Task to complete
Give each line of the records again exactly and omit every picture.

Entries taken from a collection:
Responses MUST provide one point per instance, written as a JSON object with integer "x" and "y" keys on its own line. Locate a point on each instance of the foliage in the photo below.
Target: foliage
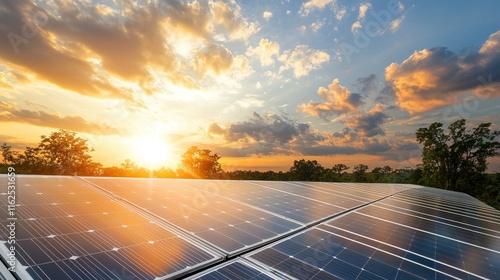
{"x": 456, "y": 160}
{"x": 303, "y": 170}
{"x": 459, "y": 151}
{"x": 199, "y": 163}
{"x": 60, "y": 153}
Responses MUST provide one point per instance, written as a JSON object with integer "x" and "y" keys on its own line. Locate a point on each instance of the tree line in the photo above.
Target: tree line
{"x": 454, "y": 160}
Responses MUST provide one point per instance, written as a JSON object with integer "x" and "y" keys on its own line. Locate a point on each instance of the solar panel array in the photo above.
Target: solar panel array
{"x": 128, "y": 228}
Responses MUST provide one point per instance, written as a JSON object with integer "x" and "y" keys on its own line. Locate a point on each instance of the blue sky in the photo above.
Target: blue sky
{"x": 261, "y": 83}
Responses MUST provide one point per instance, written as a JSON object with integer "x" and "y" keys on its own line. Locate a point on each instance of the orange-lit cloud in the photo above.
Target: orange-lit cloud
{"x": 302, "y": 60}
{"x": 215, "y": 58}
{"x": 434, "y": 78}
{"x": 338, "y": 100}
{"x": 272, "y": 134}
{"x": 368, "y": 124}
{"x": 228, "y": 16}
{"x": 95, "y": 50}
{"x": 12, "y": 113}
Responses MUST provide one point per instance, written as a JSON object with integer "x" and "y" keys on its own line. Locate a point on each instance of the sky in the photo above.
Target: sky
{"x": 260, "y": 83}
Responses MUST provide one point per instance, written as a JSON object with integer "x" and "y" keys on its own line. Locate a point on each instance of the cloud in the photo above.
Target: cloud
{"x": 214, "y": 58}
{"x": 265, "y": 51}
{"x": 12, "y": 113}
{"x": 434, "y": 78}
{"x": 367, "y": 84}
{"x": 338, "y": 98}
{"x": 279, "y": 135}
{"x": 368, "y": 124}
{"x": 310, "y": 5}
{"x": 363, "y": 8}
{"x": 394, "y": 25}
{"x": 355, "y": 26}
{"x": 302, "y": 60}
{"x": 267, "y": 15}
{"x": 317, "y": 25}
{"x": 340, "y": 12}
{"x": 109, "y": 50}
{"x": 270, "y": 128}
{"x": 229, "y": 17}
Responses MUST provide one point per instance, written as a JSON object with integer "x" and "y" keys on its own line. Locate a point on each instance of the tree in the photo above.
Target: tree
{"x": 303, "y": 170}
{"x": 457, "y": 159}
{"x": 61, "y": 153}
{"x": 200, "y": 163}
{"x": 9, "y": 156}
{"x": 336, "y": 173}
{"x": 66, "y": 154}
{"x": 359, "y": 173}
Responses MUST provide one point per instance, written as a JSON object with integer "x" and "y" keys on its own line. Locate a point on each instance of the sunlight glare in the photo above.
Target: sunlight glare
{"x": 152, "y": 152}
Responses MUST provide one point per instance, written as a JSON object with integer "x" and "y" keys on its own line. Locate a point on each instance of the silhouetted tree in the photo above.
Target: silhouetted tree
{"x": 60, "y": 153}
{"x": 200, "y": 163}
{"x": 456, "y": 160}
{"x": 303, "y": 170}
{"x": 359, "y": 173}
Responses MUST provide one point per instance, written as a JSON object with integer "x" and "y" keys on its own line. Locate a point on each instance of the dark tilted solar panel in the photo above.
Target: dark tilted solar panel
{"x": 196, "y": 207}
{"x": 68, "y": 230}
{"x": 381, "y": 231}
{"x": 238, "y": 269}
{"x": 379, "y": 242}
{"x": 296, "y": 207}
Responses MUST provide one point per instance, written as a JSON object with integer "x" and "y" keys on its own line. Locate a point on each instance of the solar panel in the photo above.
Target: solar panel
{"x": 68, "y": 230}
{"x": 195, "y": 207}
{"x": 126, "y": 228}
{"x": 237, "y": 269}
{"x": 378, "y": 243}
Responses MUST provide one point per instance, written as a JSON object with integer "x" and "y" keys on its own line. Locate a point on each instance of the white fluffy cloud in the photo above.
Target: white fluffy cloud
{"x": 302, "y": 60}
{"x": 266, "y": 52}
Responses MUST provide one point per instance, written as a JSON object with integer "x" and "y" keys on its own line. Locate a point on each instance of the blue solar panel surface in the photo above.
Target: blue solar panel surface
{"x": 127, "y": 228}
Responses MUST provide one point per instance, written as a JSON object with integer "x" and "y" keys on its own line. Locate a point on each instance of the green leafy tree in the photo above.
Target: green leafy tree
{"x": 60, "y": 153}
{"x": 200, "y": 163}
{"x": 359, "y": 173}
{"x": 456, "y": 160}
{"x": 303, "y": 170}
{"x": 65, "y": 153}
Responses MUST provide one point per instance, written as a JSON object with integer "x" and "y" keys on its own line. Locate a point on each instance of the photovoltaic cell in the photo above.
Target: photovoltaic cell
{"x": 68, "y": 230}
{"x": 200, "y": 208}
{"x": 238, "y": 269}
{"x": 378, "y": 242}
{"x": 124, "y": 228}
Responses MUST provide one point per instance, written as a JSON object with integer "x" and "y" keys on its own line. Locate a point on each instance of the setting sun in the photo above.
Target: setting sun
{"x": 152, "y": 151}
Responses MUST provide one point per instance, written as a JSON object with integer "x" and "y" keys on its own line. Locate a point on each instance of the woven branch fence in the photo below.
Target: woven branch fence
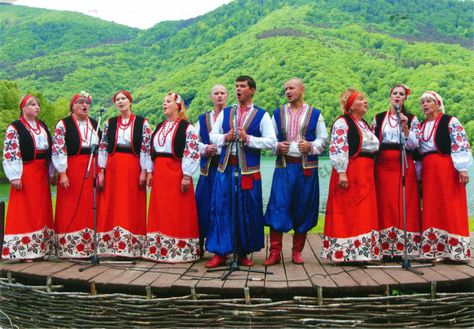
{"x": 24, "y": 306}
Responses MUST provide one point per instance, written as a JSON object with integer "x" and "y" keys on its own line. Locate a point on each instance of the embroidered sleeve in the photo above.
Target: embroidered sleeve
{"x": 460, "y": 149}
{"x": 268, "y": 140}
{"x": 145, "y": 150}
{"x": 321, "y": 141}
{"x": 374, "y": 125}
{"x": 413, "y": 139}
{"x": 191, "y": 152}
{"x": 12, "y": 161}
{"x": 339, "y": 146}
{"x": 102, "y": 157}
{"x": 59, "y": 150}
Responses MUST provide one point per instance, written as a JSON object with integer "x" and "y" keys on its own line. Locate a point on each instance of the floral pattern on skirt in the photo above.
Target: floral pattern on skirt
{"x": 392, "y": 242}
{"x": 163, "y": 248}
{"x": 437, "y": 243}
{"x": 120, "y": 242}
{"x": 364, "y": 247}
{"x": 29, "y": 245}
{"x": 79, "y": 244}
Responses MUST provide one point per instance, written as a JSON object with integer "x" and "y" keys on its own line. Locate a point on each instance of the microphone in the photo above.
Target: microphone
{"x": 236, "y": 124}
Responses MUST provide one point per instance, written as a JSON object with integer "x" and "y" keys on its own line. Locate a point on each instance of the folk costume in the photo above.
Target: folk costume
{"x": 388, "y": 182}
{"x": 446, "y": 151}
{"x": 29, "y": 226}
{"x": 351, "y": 224}
{"x": 208, "y": 166}
{"x": 173, "y": 229}
{"x": 74, "y": 219}
{"x": 124, "y": 152}
{"x": 248, "y": 198}
{"x": 294, "y": 198}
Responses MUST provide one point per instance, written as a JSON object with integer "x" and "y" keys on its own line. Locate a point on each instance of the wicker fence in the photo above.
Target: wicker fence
{"x": 24, "y": 306}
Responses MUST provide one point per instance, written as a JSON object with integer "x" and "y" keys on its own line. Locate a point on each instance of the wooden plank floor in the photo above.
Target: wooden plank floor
{"x": 286, "y": 279}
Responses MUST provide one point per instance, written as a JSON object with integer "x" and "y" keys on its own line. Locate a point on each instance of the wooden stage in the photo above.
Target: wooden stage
{"x": 287, "y": 280}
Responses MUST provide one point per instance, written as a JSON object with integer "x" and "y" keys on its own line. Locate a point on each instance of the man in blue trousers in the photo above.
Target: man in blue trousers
{"x": 294, "y": 198}
{"x": 236, "y": 210}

Output of the exercise
Responses MUST provide one point per instance, written as a JSON object with integer "x" and "y" keys on its own line. Locate a point on each instance of the foliage in the photo below.
Target: foliage
{"x": 456, "y": 160}
{"x": 303, "y": 170}
{"x": 459, "y": 151}
{"x": 199, "y": 163}
{"x": 60, "y": 153}
Responses MUST provide one point per instance, written as a JSON object with integer "x" and "y" keys on its own line. Locate a point on each instance of the tree line in the photo above.
Target: tree line
{"x": 454, "y": 160}
Responses MUST provide one point per instance, written as a JSON object with integer "x" and "y" keys on its own line. Locate a point on each instance of the solar panel array in the photo above.
Target: solar panel array
{"x": 128, "y": 228}
Responses MUST provide one point per instance, written as a JSON object with integer "x" and "y" keys on its own line. Locate a point on each instance of the blue sky in the photo above.
Target: blue sky
{"x": 261, "y": 83}
Responses MUST provide one point per instance, written as a JSON object with integer "x" and "y" keys on its own line. Locate a point on each instance of the orange-lit cloud in the photo above.
Target: orange-lit cloud
{"x": 302, "y": 60}
{"x": 215, "y": 58}
{"x": 434, "y": 78}
{"x": 338, "y": 100}
{"x": 272, "y": 134}
{"x": 368, "y": 124}
{"x": 228, "y": 16}
{"x": 95, "y": 50}
{"x": 12, "y": 113}
Responses MUST provide one point per instance, written as a JSON object with integer "x" and "y" keys on its own line. Locate a point on each instance of the sky in the photo above.
Target: sky
{"x": 260, "y": 83}
Responses MUST provide one point per instance, written as a JSON object with integer "x" and "y" keys on its own line. Locate a point on each instance of the cloud in the photo above.
Target: cloud
{"x": 214, "y": 58}
{"x": 265, "y": 51}
{"x": 12, "y": 113}
{"x": 434, "y": 78}
{"x": 367, "y": 84}
{"x": 338, "y": 98}
{"x": 279, "y": 135}
{"x": 368, "y": 124}
{"x": 310, "y": 5}
{"x": 363, "y": 8}
{"x": 394, "y": 25}
{"x": 355, "y": 26}
{"x": 302, "y": 60}
{"x": 267, "y": 15}
{"x": 317, "y": 25}
{"x": 340, "y": 12}
{"x": 109, "y": 50}
{"x": 270, "y": 128}
{"x": 229, "y": 17}
Responses MUST provide one point per instance, written as a JSON object with integer "x" and "y" keys on its own line. Locate a point on each instance of the tree in the photo above.
Target: tree
{"x": 303, "y": 170}
{"x": 457, "y": 159}
{"x": 61, "y": 153}
{"x": 200, "y": 163}
{"x": 9, "y": 156}
{"x": 336, "y": 173}
{"x": 66, "y": 154}
{"x": 359, "y": 173}
Responses MUST provide one point per instance, written as a JSON object with integer "x" and "y" keys on its own line. Locate a point on each instance of the sunlight glare in the photo above.
Target: sunlight glare
{"x": 152, "y": 152}
Responses MUST provide one point per instance, written as a JSON object with integer "x" and "y" keys on its own line. Locate a point on each instance of the silhouetted tree in the photo above.
Target: silhouetted tree
{"x": 60, "y": 153}
{"x": 200, "y": 163}
{"x": 456, "y": 160}
{"x": 303, "y": 170}
{"x": 359, "y": 173}
Responses MUST provide one point per instance, written as a JSON object with integer "x" and "y" keys on its own line. Locate a point on each instance of the dark tilted solar panel in the photo above.
Target: dark tilted solar panel
{"x": 196, "y": 207}
{"x": 68, "y": 230}
{"x": 381, "y": 231}
{"x": 238, "y": 269}
{"x": 379, "y": 242}
{"x": 296, "y": 207}
Responses MUST provide one point per instance, written as a JSON object with integer "x" and "y" keys on its own line. Locate a point on each instance of the solar panel in the photo above.
Target: solar panel
{"x": 68, "y": 230}
{"x": 195, "y": 207}
{"x": 126, "y": 228}
{"x": 237, "y": 269}
{"x": 378, "y": 243}
Responses MUST provide one point per instance, written as a JSON object with integer "x" and "y" keys on its own line. Locate a point on each instance of the white fluffy cloud in the photo above.
Target: white fluffy cloud
{"x": 302, "y": 60}
{"x": 266, "y": 52}
Responses MUST provide one point per instance, written as a JSON object with integer "x" and "y" keys on its own line. Locate a point on each instance of the blue solar panel surface in the photo above.
Target: blue solar panel surface
{"x": 127, "y": 228}
Responses MUST provide one point per instance, written as a JSON object with integer "x" and "y" keys on its own line. Locate a point on each instance of the green leafy tree in the photo above.
Target: green leafy tree
{"x": 60, "y": 153}
{"x": 200, "y": 163}
{"x": 359, "y": 173}
{"x": 456, "y": 160}
{"x": 303, "y": 170}
{"x": 65, "y": 153}
Responses MUST provide one point per instance, written as a JSON object with integer "x" and "y" keys on its own line. Locate a point on each instance of the photovoltaic cell in the photo above.
Target: photovoltaic cell
{"x": 68, "y": 230}
{"x": 200, "y": 208}
{"x": 238, "y": 269}
{"x": 378, "y": 242}
{"x": 124, "y": 228}
Responses MUST provide one point per instance, written as a JSON object with integer "x" and "y" keys on its own line. Locate a point on each instance of the setting sun in the photo above.
Target: setting sun
{"x": 152, "y": 151}
Responses MUST provide one point per instance, written as a JSON object with integer "x" and "y" keys on its own line. Locate a point on each instance of the woven branch fence in the photo below.
Target: woven branch fence
{"x": 24, "y": 306}
Responses MUST provide one point per instance, written as a JSON object with integer "x" and "y" keys on its own line. Locate a point on each instance of the embroidered sleeve in the photo above.
Target: embroidered sleeve
{"x": 460, "y": 149}
{"x": 268, "y": 140}
{"x": 145, "y": 150}
{"x": 321, "y": 141}
{"x": 374, "y": 125}
{"x": 413, "y": 139}
{"x": 191, "y": 152}
{"x": 12, "y": 161}
{"x": 339, "y": 146}
{"x": 102, "y": 157}
{"x": 59, "y": 150}
Responses MUST provide one point per instance, written as a JSON object with integer "x" and "y" keys on its own line. Locate a point on each instance of the floral pattern on skirt in the photo above.
Target: floral pattern on skirt
{"x": 392, "y": 242}
{"x": 163, "y": 248}
{"x": 437, "y": 243}
{"x": 120, "y": 242}
{"x": 364, "y": 247}
{"x": 29, "y": 245}
{"x": 79, "y": 244}
Responses MUST provide one point per instance, written as a JSON object with integer "x" and "y" keys on its own line. Locate a point on each instance of the microphone in the photo above.
Target: microphone
{"x": 236, "y": 124}
Responses MUST provide one point per instance, written as a JSON object with integer "x" and "y" keys on its own line. Locate a point on each instance of the folk costume in the photo above.
Target: folk costume
{"x": 388, "y": 182}
{"x": 446, "y": 151}
{"x": 29, "y": 226}
{"x": 351, "y": 224}
{"x": 208, "y": 166}
{"x": 173, "y": 229}
{"x": 74, "y": 219}
{"x": 124, "y": 152}
{"x": 248, "y": 198}
{"x": 294, "y": 198}
Responses MUST provide one point per instance, written as a JSON object with integer "x" and "y" keys on its own line. Locate a point on each instance of the wicker fence in the photo above.
Target: wicker fence
{"x": 24, "y": 306}
Responses MUST provide one point per instance, written as a JSON object with integer "x" and "y" keys on its own line. Locate a point on each instance of the wooden plank floor in the photo above.
Target: wooden plank floor
{"x": 286, "y": 279}
Responses MUST provide one point per instance, written as a JSON object with integer "x" and "y" keys on its own line. Locate a point on each instance of the wooden stage in the photo above.
Target: wooden stage
{"x": 287, "y": 280}
Responses MUST provide one point per instance, written as a JSON object with integer "x" and "y" keys on its own line. Locate a point on each instance of the man in blue trousers in the photo above.
Target: man in blue trousers
{"x": 294, "y": 198}
{"x": 236, "y": 210}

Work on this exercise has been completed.